***** Text provided *****

If the `FINAL` subroutine doesn't use a descriptor -- and it
will not if there are no `LEN` type parameters -- the runtime
will have to allocate and populate a temporary array of copies
elements of the parent component of the array so that it can
be passed by reference to the `FINAL` subroutine.

### Defined assignment

A defined assignment subroutine for a derived type can be declared
by means of a generic `INTERFACE ASSIGNMENT(=)` and by means of
a generic type-bound procedure.
Defined assignments with non-type-bound generic interfaces are
resolved to specific subroutines at compilation time.
Most cases of type-bound defined assignment are resolved to their
bindings at compilation time as well (with possible runtime
resolution of overridable bindings).

Intrinsic assignment of derived types with components that have
derived types with type-bound generic assignments is specified
by subclause 10.2.1.3 paragraph 13 as invoking defined assignment
subroutines, however.

This seems to be the only case of defined assignment that may be of
interest to the runtime library.
If this is correct, then the requirements are somewhat constrained;
we know that the rank of the target of the assignment must match
the rank of the source, and that one of the dummy arguments of the
bound subroutine is a passed object dummy argument and satisfies
all of the constraints of one -- in particular, it's scalar and
polymorphic.

So the derived type information for a defined assignment needs to
comprise:
* address(es) of the subroutine
* whether the first, second, or both arguments are descriptors
* whether the subroutine is elemental (necessarily also impure)

### User defined derived type I/O

Fortran programs can specify subroutines that implement formatted and
unformatted `READ` and `WRITE` operations for derived types.
These defined I/O subroutines may be specified with an explicit `INTERFACE`
or with a type-bound generic.
When specified with an `INTERFACE`, the first argument must not be
polymorphic, but when specified with a type-bound generic, the first
argument is a passed-object dummy argument and required to be so.
In any case, the argument is scalar.

Nearly all invocations of user defined derived type I/O subroutines
are resolved at compilation time to specific procedures or to
overridable bindings.
(The I/O library APIs for acquiring their arguments remain to be
designed, however.)

***** Records shown *****

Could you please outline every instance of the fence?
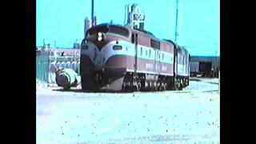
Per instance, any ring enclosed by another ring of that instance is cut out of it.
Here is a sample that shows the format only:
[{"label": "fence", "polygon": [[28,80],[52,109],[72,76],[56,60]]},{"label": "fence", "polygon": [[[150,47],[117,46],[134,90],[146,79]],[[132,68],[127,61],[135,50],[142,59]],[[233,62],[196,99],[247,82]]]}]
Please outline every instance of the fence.
[{"label": "fence", "polygon": [[49,54],[37,54],[36,56],[36,78],[41,82],[48,82],[49,77]]},{"label": "fence", "polygon": [[55,71],[59,68],[70,68],[80,74],[79,56],[51,56],[50,53],[37,54],[37,80],[46,83],[56,83]]}]

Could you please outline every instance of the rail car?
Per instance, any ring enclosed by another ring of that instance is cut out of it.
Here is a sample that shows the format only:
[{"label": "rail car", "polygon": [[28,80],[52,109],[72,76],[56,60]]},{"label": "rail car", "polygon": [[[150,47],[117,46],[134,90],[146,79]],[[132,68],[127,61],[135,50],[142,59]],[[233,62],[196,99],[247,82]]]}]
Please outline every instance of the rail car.
[{"label": "rail car", "polygon": [[182,90],[189,85],[188,51],[146,30],[105,23],[81,44],[82,88],[86,90]]}]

*****

Problems:
**1.** Turn the listing, from its start through the line containing "Please outline every instance of the fence.", into a Markdown table with the columns Number and Record line, one row per line and blank lines omitted. Leave the pictures out of the table.
**2.** Go on with the text about runtime type information for Fortran derived types from the point where it stops.

Answers by task:
**1.**
| Number | Record line |
|---|---|
| 1 | Could you please outline every instance of the fence? |
| 2 | Per instance, any ring enclosed by another ring of that instance is cut out of it. |
| 3 | Here is a sample that shows the format only: |
| 4 | [{"label": "fence", "polygon": [[28,80],[52,109],[72,76],[56,60]]},{"label": "fence", "polygon": [[[150,47],[117,46],[134,90],[146,79]],[[132,68],[127,61],[135,50],[142,59]],[[233,62],[196,99],[247,82]]]}] |
| 5 | Please outline every instance of the fence. |

**2.**
The case that is of interest to the runtime library is that of
NAMELIST I/O, which is specified to invoke user defined derived
type I/O subroutines if they have been defined.

The derived type information for a user defined derived type I/O
subroutine comprises:
* address(es) of the subroutine
* whether it is for a read or a write
* whether it is formatted or unformatted
* whether the first argument is a descriptor (true if it is a
  binding of the derived type, or has a `LEN` type parameter)

## Exporting derived type descriptions from module relocatables

Subclause 7.5.2 requires that two objects be considered as having the
same derived type if they are declared "with reference to the same
derived type definition".
For derived types that are defined in modules and accessed by means
of use association, we need to be able to describe the type in the
read-only static data section of the module and access the description
as a link-time external.

This is not always possible to achieve in the case of instantiations
of parameterized derived types, however.
Two identical instantiations in distinct compilation units of the same
use associated parameterized derived type seem impractical to implement
using the same address.
(Perhaps some linkers would support unification of global objects
with "mangled" names and identical contents, but this seems unportable.)

Derived type descriptions therefore will contain pointers to
their "uninstantiated" original derived types.
For derived types with no `KIND` type parameters, these pointers
will be null; for uninstantiated derived types, these pointers
will point at themselves.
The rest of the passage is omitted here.